■ Your instructions:
List every person named in the article about the Moral Reconation Therapy group.

■ Document extract:
·····
BLOOMINGTON — Gary Brown knows his chances of staying out of jail hinge on his ability to change his own mind about criminal behavior.
"It came to the point where I was done. I needed help changing my way of thinking," said the 40-year-old, who recently celebrated one year of being clean and sober.
Brown, of Bloomington, is one of 14 men in the Moral Reconation Therapy group led by the Center for Youth and Family Solutions (CYFS) for people on probation for drug offenses. Similar groups meet at the McLean County jail and Chestnut Health Systems. The program's name refers to the examination of a criminal's decision to act solely on a desire for something, such as drugs or possessions.
Started in October with a $30,000 grant from the McLean County Health Department, the MRT program is based on a unique 12-step approach that requires participants to squarely face their bad habits, and develop ways to stop the cycle that has repeatedly delivered them to the doors of the criminal justice system.
Gene Kelley had to deal with his anger toward the world as part of his path to change.
"A lot of my issue was changing my attitude, digging deeper into who I am. It's been a long road in and out of jail since I was 13, and prison twice. I feel this is one of my last options, but it feels different this time," said Kelley, 36, of Bloomington.
Doug Braun, community outreach coordinator for the CYFS, said group members are not shy about calling each other out when old patterns of manipulation and dishonesty surface during the 90-minute weekly sessions.
"This is a very structured program, based on a delayed gratification approach. They decide when a person is ready to move to the next step," said Braun, who supervises the group with Matt Searby and Sara Chlebanowski.
·····
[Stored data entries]

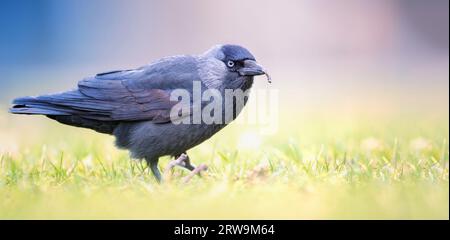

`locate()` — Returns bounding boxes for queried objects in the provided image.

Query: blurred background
[0,0,449,118]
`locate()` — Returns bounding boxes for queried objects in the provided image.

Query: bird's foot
[164,153,208,183]
[183,163,208,183]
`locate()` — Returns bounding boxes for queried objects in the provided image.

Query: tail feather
[9,90,118,134]
[9,97,70,115]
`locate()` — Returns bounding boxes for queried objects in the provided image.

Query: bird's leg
[183,163,208,183]
[164,153,207,182]
[147,160,162,183]
[183,153,195,171]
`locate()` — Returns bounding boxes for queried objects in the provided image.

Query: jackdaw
[10,44,270,181]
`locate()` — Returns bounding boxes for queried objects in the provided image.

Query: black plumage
[10,45,265,180]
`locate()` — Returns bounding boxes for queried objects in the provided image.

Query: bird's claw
[164,153,208,183]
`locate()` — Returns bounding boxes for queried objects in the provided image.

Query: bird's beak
[238,60,271,83]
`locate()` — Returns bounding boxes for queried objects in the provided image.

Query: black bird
[10,45,270,181]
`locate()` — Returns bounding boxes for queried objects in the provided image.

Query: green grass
[0,110,449,219]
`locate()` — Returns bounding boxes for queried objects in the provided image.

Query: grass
[0,109,449,219]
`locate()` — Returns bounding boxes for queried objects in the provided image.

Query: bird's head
[201,44,270,88]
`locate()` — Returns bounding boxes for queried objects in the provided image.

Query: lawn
[0,111,449,219]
·····
■ Exercise response:
Gary Brown, Gene Kelley, Doug Braun, Matt Searby, Sara Chlebanowski